── EXTRACT TO READ ──

I owe much of my understanding of God’s intrusive and uncomfortable grace to three writers: George MacDonald, Flannery O’Connor, and Julian of Norwich. George MacDonald was a novelist and preacher in the 1800s whose writing was hugely influential on C.S. Lewis.  He writes in one of his Unspoken Sermons, “The Consuming Fire”:


Nothing is inexorable but love….Love has ever in view the absolute [the potential] loveliness of that which it beholds. Where loveliness is incomplete, and love cannot love its fill of loving, it spends itself to make more lovely, that it may love more…Therefore all that…comes between and is not of love’s kind, must be destroyed. And our God is a consuming fire. (18-19)


Let us have grace to serve the Consuming Fire, our God, with divine fear; not with the fear that cringes and craves, but with the bowing down of all thoughts, all delights, all loves before him who is the life of them all and will have them all pure. (20)


…the fear towards God will be one with the homeliest love. Yea, the fear of God will cause a person to flee, not from God, but from the self, in terror lest that person do [wrong to ] God or [to] a neighbor .… (21)


In sum, God will love us into our best selves, and whatever we carry around with us that prevents us being that best self will have to go. This is the work of grace for us.


I learned a similar view of God’s grace from Flannery O’Connor, a mid 20th century writer of novels and short stories. Her self-satisfied characters are often jolted awake by God’s grace in a way they would never have chosen. Their casual American Christianity is not enough. I’ll mention one character and how God’s grace destroys in order to redeem.  In “Revelation,” a good solid Christian woman named Mrs. Turpin is attacked in the doctor’s office as she is making banal conversation about who is and who isn’t trash. A young woman throws a book at her, raising a bump on the forehead, and shouts, “Go back to hell where you came from, you fat warthog.”


What makes this traumatic moment redemptive is that Mrs. Turpin turns immediately to God and complains about being treated like this, while all the while wondering why God would send her this message. And because she turns toward God instead of away, and in recognition of her willingness to learn despite her anger and humiliation, God gives her a vision of the redemption of humanity, beginning with those she places at the bottom of the heap and ending with her kind of people. She sees the vast stream of human beings moving into glory, and her own kind of people are at the end of the line.


She leaned forward to observe them closer. They were marching behind the others with great dignity, accountable as they had always been for good order and common sense and respectable behavior. They alone were [singing] on key. Yet she could see by their shocked and altered faces that even their virtues were being burned away.  She lowered her hands and gripped the rail of the hog pen, her eyes small but fixed unblinkingly on what lay ahead…In the woods around her the invisible cricket choruses had struck up, but what she heard were the voices of the souls climbing upward into the starry field and shouting hallelujah. (The Complete Stories, Farrar, Strauss, Giroux, 508


And finally, to Julian of Norwich, a mystic and anchorite from the 1300s. She had a near-death experience in which she had a vision of Jesus. She meditated on that vision for the rest of her life and gained profound understanding about God’s love and God’s intention to redeem and make all things well.  Along the way, she hears Jesus say this:


“For I will wholly break you of your vain affections and your vicious pride; and after that I shall gather you and make you meek and mild, clean and holy by oneing (uniting) you to me.” ( The Revelation of Love, tr. John Skinner, 86)

───
── EXTRACTED RECORDS ──

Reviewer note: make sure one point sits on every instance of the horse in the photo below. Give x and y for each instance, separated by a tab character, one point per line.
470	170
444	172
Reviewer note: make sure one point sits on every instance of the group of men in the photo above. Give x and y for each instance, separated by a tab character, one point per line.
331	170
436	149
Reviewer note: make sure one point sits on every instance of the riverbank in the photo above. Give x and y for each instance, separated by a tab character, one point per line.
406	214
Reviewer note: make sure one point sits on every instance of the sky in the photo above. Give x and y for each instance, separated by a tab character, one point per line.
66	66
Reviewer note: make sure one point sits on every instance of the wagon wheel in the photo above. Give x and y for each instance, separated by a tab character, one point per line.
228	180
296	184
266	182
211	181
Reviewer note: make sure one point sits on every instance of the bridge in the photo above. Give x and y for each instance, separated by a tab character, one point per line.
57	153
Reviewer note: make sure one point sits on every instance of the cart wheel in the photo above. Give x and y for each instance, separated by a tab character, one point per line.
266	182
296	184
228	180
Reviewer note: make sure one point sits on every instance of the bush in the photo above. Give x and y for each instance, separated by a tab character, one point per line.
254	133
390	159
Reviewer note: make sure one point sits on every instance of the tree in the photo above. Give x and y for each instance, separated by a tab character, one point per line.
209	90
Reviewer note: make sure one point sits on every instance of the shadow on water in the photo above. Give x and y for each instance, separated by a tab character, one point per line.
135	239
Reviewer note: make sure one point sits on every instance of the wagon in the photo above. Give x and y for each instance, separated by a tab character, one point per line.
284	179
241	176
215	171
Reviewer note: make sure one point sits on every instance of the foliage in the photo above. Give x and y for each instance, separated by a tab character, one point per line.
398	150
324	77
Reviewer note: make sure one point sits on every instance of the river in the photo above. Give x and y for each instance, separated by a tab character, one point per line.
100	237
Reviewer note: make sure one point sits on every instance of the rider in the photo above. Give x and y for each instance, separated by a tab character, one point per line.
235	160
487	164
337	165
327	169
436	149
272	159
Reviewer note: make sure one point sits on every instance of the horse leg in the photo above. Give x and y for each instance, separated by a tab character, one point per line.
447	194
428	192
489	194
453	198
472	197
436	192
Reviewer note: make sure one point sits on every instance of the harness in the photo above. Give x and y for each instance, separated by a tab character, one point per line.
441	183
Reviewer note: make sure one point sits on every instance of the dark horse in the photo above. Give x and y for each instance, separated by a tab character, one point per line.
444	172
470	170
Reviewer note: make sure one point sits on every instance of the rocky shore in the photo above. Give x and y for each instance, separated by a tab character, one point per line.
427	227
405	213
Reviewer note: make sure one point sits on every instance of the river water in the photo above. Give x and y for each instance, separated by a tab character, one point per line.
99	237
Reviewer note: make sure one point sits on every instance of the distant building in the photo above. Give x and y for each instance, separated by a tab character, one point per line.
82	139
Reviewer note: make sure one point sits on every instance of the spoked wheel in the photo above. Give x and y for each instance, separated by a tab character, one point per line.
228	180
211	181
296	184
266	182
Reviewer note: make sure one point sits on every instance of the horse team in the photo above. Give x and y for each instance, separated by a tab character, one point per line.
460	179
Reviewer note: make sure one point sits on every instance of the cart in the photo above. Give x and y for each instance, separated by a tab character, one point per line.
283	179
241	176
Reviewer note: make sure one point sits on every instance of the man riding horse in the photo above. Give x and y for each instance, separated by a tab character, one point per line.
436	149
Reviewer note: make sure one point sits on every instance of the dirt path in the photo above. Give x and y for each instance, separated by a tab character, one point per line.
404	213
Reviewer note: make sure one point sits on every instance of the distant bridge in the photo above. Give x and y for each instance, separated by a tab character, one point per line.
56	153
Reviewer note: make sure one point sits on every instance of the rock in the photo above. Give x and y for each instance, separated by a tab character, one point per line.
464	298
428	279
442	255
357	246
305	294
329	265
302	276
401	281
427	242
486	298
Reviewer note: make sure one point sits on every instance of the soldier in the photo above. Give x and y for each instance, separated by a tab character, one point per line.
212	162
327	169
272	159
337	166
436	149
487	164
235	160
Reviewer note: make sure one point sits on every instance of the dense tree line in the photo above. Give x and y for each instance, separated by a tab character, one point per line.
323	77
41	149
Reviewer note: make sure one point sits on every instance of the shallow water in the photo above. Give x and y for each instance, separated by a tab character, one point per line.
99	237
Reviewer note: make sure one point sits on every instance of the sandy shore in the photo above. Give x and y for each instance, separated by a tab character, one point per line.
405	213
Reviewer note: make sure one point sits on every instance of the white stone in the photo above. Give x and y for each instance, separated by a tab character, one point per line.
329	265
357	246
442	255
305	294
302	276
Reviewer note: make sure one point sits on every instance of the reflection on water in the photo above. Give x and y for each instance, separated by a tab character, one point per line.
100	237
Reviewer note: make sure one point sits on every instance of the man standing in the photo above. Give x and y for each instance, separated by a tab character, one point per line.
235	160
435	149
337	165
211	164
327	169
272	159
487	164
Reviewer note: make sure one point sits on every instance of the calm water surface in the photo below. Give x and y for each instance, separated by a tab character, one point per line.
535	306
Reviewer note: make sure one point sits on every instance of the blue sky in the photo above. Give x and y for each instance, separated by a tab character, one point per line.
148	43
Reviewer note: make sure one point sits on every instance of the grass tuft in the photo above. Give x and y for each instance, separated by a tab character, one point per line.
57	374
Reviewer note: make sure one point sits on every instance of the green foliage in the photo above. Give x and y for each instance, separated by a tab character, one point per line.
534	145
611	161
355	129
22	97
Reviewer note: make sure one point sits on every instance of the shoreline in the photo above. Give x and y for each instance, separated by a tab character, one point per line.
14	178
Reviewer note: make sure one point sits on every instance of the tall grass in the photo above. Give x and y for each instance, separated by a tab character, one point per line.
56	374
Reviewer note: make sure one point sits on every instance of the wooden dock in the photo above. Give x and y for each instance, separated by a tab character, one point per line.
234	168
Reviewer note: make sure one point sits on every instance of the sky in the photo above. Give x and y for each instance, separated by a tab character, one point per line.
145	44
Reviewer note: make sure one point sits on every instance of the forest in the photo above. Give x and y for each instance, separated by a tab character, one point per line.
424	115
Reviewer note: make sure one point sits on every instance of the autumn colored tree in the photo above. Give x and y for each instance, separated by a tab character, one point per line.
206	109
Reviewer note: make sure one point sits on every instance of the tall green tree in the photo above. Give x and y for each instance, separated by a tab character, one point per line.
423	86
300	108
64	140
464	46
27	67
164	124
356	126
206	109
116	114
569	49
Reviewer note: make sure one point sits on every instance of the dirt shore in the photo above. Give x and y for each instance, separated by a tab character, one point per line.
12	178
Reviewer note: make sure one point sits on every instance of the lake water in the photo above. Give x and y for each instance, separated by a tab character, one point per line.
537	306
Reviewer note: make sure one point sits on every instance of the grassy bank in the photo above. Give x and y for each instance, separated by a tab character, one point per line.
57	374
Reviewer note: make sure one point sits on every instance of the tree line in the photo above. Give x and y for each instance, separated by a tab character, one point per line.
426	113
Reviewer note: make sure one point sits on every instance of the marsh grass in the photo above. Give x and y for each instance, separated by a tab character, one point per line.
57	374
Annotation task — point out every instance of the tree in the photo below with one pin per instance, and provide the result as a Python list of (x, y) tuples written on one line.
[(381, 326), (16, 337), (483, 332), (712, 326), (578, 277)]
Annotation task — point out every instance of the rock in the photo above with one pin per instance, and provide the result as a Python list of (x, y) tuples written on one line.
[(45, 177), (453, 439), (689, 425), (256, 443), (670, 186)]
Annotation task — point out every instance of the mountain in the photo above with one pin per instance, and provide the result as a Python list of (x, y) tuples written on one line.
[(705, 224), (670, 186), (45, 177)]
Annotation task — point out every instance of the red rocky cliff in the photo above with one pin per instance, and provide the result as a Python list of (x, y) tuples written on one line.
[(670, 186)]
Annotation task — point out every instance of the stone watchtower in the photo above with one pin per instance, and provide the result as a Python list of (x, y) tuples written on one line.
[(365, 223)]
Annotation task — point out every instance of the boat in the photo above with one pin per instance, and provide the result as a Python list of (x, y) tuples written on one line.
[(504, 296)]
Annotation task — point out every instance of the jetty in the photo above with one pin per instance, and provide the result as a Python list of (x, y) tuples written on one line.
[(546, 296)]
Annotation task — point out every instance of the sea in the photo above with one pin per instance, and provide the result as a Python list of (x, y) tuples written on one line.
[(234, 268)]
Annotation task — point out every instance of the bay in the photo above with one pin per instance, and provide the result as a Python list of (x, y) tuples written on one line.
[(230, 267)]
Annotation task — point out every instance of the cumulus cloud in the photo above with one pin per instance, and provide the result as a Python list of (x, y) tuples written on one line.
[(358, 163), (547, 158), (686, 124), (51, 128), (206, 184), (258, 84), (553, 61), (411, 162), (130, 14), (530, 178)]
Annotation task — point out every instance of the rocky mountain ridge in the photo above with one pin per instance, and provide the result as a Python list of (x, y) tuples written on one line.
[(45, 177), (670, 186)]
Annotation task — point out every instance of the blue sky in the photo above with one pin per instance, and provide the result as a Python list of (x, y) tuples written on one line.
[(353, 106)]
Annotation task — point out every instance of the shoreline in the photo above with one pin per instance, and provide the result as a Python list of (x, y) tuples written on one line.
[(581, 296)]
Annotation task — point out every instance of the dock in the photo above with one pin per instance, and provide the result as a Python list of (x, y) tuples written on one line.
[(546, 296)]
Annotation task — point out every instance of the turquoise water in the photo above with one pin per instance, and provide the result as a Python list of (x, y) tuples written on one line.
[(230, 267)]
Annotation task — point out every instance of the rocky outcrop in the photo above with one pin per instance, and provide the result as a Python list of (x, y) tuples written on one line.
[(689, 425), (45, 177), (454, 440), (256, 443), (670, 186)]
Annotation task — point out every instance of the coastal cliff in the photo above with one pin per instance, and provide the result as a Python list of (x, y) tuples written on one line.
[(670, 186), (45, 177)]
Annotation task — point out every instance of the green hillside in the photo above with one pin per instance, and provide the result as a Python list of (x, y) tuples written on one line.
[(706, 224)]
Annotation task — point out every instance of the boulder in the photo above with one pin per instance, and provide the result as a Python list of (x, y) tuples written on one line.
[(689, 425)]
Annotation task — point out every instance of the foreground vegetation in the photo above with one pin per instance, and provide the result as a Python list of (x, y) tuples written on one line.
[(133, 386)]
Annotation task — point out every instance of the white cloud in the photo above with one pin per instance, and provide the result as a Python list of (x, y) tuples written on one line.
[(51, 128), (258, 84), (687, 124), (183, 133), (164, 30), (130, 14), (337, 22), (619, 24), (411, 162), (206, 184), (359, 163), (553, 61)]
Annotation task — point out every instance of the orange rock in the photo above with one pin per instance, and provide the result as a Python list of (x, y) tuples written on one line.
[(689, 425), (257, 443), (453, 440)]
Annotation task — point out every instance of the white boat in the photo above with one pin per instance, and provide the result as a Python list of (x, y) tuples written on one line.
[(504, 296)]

───

» QUESTIONS TO ANSWER:
a) Decide whether each of the following statements agrees with the passage on God's grace above, answering yes or no and quoting the words of the passage that decide it: (i) George MacDonald was a novelist and preacher in the 1800s; (ii) in "Revelation," Mrs. Turpin is attacked in a grocery store; (iii) Julian of Norwich was a mystic from the 1700s.
b) According to the passage on God's grace above, what does the young woman throw at Mrs. Turpin?
c) Write out the part of the passage on God's grace between "And finally, to" and "tr. John Skinner, 86)", inclusive, with every word unchanged.

» ANSWERS TO THE PROBLEMS:
a)
(i) Yes: "George MacDonald was a novelist and preacher in the 1800s"
(ii) No: "is attacked in the doctor’s office"
(iii) No: "a mystic and anchorite from the 1300s"

b) She throws a book at her.

c)
And finally, to Julian of Norwich, a mystic and anchorite from the 1300s. She had a near-death experience in which she had a vision of Jesus. She meditated on that vision for the rest of her life and gained profound understanding about God’s love and God’s intention to redeem and make all things well.  Along the way, she hears Jesus say this:


“For I will wholly break you of your vain affections and your vicious pride; and after that I shall gather you and make you meek and mild, clean and holy by oneing (uniting) you to me.” ( The Revelation of Love, tr. John Skinner, 86)